The St. Louis Park State Bank was formed with presumably good intentions. In 1914 Mr. Luman C. Simons of the Twin City State Bank approached the St. Louis Park Commercial Club about starting a local bank. He canvassed potential depositors and sold stock to raise the money.

The next evidence of the bank came on August 9, 1914, when a Professor Hinzerman, “leader of the St. Louis Park Bank,” addressed the Commercial Club on the subject of “what can be done for the amusement of the young people of St. Louis Park.”

The official organization of the St. Louis Park State Bank was announced in the Minneapolis Tribune on May 13, 1915, with building to commence immediately. The bank was capitalized at $20,000 with a surplus of $5,000.

Items from a dataset:

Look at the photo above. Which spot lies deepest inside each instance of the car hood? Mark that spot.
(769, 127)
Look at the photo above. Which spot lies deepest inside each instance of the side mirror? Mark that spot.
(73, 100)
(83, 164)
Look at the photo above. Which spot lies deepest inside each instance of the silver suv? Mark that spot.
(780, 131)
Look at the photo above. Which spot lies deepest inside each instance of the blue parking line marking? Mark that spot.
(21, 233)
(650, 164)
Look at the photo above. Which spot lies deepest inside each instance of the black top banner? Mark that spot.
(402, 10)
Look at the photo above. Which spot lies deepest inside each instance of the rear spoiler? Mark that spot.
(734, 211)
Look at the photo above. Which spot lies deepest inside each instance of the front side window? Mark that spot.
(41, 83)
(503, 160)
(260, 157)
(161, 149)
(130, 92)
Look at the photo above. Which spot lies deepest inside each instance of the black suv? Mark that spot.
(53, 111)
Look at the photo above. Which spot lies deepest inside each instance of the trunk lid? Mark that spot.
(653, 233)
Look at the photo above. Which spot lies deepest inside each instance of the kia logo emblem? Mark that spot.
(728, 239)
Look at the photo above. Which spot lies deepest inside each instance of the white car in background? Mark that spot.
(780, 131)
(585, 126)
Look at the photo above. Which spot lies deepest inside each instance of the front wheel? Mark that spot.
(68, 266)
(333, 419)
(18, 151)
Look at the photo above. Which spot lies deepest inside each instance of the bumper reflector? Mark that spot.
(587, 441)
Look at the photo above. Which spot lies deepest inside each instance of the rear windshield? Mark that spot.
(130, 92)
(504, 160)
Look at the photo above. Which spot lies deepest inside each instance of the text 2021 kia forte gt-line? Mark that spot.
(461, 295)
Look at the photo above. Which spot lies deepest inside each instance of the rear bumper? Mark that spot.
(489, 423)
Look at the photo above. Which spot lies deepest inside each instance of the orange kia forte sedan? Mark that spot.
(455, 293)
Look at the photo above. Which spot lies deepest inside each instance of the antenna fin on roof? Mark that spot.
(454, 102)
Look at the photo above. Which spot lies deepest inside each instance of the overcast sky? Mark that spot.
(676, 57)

---

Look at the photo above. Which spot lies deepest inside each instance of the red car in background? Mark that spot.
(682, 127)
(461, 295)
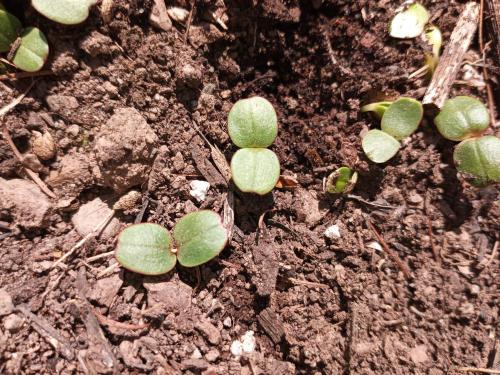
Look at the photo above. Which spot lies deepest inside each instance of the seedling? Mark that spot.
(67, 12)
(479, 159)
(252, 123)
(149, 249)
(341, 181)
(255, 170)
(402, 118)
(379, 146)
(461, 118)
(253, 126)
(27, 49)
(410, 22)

## Task requirements
A - According to the bank history, what was the St. Louis Park State Bank's starting capital?
B - In the bank history, rewrite everything from "The official organization" down to "surplus of $5,000.", replacing "Minneapolis Tribune" with "St. Paul Pioneer Press".
C - In the bank history, why did Luman C. Simons sell stock?
These items come from a separate source and are unrelated to the bank history.

## Answers in order
A - $20,000, with a surplus of $5,000.

B -
The official organization of the St. Louis Park State Bank was announced in the St. Paul Pioneer Press on May 13, 1915, with building to commence immediately. The bank was capitalized at $20,000 with a surplus of $5,000.

C - He sold stock to raise the money for the bank he proposed to the St. Louis Park Commercial Club in 1914.